REQUIREMENT A →
What is the Spanish translation of the sentence "Hopefully I can get some answers and help here." from the forum thread below?

SOURCE EXTRACT →

-- -- --

# International Harvester Model 1486



## Yardman (Sep 30, 2013)

Hopefully I can get some answers and help here.

There is a an International Harvester tractor, model 1486 that has an "American Bosch Fuel Injector Pump (with Intravance Timing Device)" model 100-6A-100A-9274-G23. 

Part#: 691 056 092
Rated RPM: 800/2400
Serial #: 7571655

The Fuel Injector Pump is leaking fluid and what I wanted to know is if there is a "Gasket Kit" exclusively for that specific pump that can be ordered?

If so what is the part number to order the gasket kit and from where exactly can it be ordered?

I did a bit of research online and found the following website  https://www.ambacinternational.com/product_images/uploaded_images/AMBAC Gasket Kit Guide.pdf ) when you scroll down a bit it does show for Model 100, gasket kit KT-85195 for all PUMPS FOR I.H.

If that helps any?

But also I called this place ( https://www.messicks.com/cas/57858 ) and was told that, all Fuel Injector Pumps are sent in for either replacement on a restored on or they would refurbish the original one sent in. That there is no actual gasket kit to work on your original Fuel Injector Pump due to the fact that the rebuilding process on them requires specific specifications, compression test, etc. that would require an actual machine shop to perform the process.

Anyway, if anyone here can provide info and or suggestions, etc. I would greatly appreciate it.

-- -- --

REQUIREMENT B →
How many lines of the entries contain the string "orange"? Case counts, so reply with the number alone.

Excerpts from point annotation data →
-- -- --

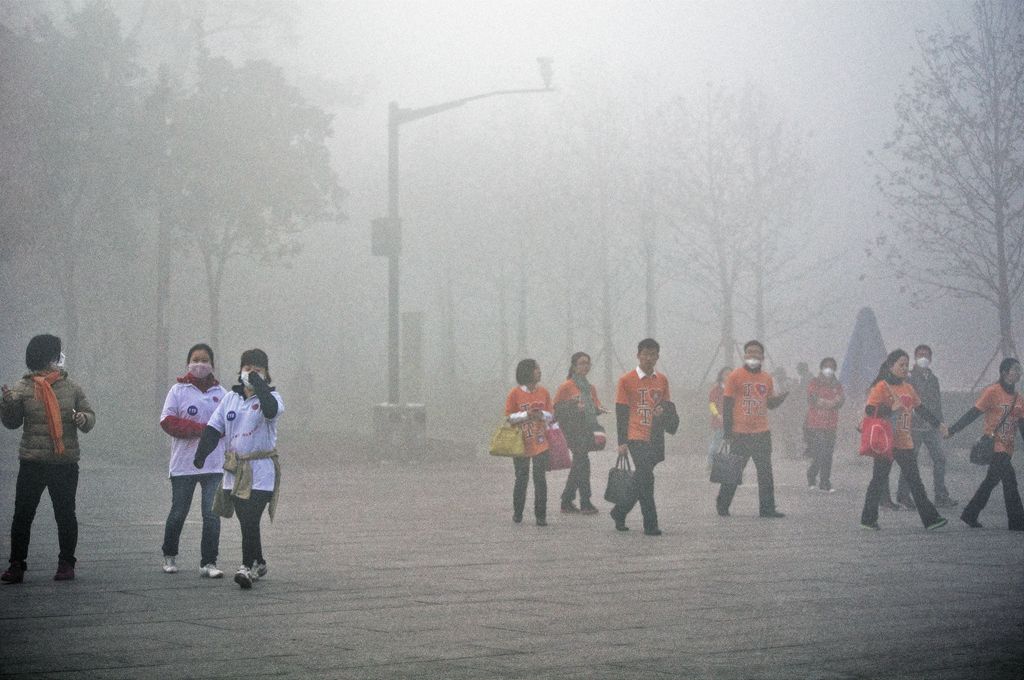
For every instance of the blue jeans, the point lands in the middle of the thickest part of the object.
(182, 487)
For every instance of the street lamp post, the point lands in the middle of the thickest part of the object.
(387, 231)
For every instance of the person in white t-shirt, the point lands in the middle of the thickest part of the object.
(247, 419)
(188, 406)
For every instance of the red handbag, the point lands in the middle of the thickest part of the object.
(559, 457)
(877, 437)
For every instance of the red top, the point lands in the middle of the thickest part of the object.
(823, 399)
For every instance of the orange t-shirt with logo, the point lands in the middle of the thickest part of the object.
(994, 402)
(884, 394)
(641, 395)
(535, 432)
(569, 390)
(750, 392)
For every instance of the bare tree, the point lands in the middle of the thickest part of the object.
(954, 167)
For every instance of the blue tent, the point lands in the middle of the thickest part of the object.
(863, 355)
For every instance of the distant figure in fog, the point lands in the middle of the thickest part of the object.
(824, 398)
(893, 396)
(927, 385)
(528, 407)
(187, 408)
(247, 419)
(51, 409)
(716, 405)
(577, 409)
(1004, 410)
(644, 413)
(750, 392)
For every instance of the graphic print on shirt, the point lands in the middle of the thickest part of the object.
(647, 399)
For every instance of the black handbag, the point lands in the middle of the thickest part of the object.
(726, 468)
(983, 451)
(622, 489)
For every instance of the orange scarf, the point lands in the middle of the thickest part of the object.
(44, 394)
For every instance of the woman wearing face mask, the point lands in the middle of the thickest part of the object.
(1000, 404)
(51, 409)
(188, 406)
(528, 407)
(247, 419)
(824, 397)
(716, 405)
(892, 396)
(577, 409)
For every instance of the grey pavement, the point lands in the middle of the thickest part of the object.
(416, 570)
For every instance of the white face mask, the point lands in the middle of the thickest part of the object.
(200, 370)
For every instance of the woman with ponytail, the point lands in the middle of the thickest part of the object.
(50, 409)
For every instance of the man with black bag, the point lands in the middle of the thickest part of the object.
(643, 414)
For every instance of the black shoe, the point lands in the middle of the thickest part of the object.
(620, 523)
(973, 523)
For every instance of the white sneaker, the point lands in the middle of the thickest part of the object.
(210, 570)
(244, 578)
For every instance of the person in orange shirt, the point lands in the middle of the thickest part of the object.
(528, 406)
(999, 402)
(643, 414)
(577, 409)
(750, 392)
(893, 396)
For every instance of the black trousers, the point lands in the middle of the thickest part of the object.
(61, 481)
(644, 461)
(579, 479)
(521, 466)
(999, 470)
(820, 447)
(249, 512)
(907, 461)
(757, 447)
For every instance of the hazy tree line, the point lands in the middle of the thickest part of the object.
(156, 190)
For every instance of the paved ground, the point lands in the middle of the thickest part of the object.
(402, 570)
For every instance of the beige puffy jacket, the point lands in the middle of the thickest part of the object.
(19, 408)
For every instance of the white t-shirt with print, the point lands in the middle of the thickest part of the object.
(247, 430)
(187, 401)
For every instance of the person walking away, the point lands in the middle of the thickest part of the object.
(1003, 407)
(750, 393)
(247, 419)
(51, 409)
(894, 397)
(187, 408)
(715, 406)
(577, 408)
(824, 398)
(643, 413)
(528, 407)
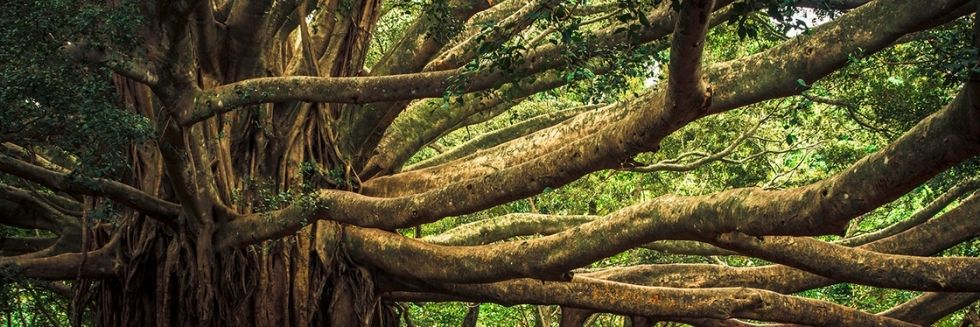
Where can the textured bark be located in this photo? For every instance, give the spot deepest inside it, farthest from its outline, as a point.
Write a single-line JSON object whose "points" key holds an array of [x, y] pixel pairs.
{"points": [[224, 223]]}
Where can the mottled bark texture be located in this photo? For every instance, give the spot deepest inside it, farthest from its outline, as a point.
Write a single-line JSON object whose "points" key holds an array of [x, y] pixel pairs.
{"points": [[253, 98]]}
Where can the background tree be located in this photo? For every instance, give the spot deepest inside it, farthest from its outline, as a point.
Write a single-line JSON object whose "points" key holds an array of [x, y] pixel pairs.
{"points": [[314, 162]]}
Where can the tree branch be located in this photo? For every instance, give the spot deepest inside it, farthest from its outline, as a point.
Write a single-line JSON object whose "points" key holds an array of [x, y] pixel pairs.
{"points": [[120, 192], [717, 303], [859, 266], [918, 217], [502, 135], [555, 152], [928, 308], [122, 64], [491, 38]]}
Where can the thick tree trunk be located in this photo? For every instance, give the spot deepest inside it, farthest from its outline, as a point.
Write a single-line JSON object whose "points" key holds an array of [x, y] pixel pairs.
{"points": [[176, 275]]}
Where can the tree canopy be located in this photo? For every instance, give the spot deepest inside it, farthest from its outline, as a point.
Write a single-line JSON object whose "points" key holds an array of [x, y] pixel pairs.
{"points": [[489, 163]]}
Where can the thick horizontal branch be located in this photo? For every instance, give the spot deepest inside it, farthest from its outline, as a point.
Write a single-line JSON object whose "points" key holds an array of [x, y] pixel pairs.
{"points": [[125, 194], [716, 303], [514, 225], [96, 264], [770, 74], [426, 120], [21, 245], [55, 220], [505, 227], [936, 143], [860, 266], [502, 135], [952, 228], [702, 158], [491, 38]]}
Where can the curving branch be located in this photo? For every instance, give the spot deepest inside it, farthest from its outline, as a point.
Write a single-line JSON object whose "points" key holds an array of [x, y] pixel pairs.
{"points": [[936, 143], [425, 121], [634, 128], [716, 303], [95, 264], [703, 158], [502, 135], [859, 266], [928, 308], [918, 217], [950, 229], [492, 37], [125, 194]]}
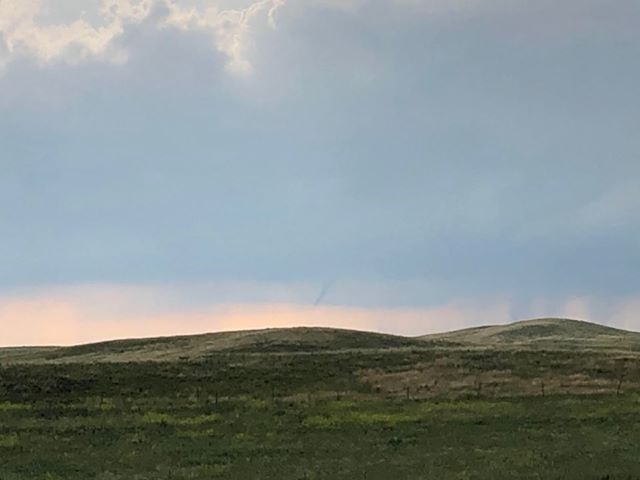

-- -- --

WORKED ANSWER A →
Espero poder obtener algunas respuestas y ayuda aquí.

WORKED ANSWER B →
3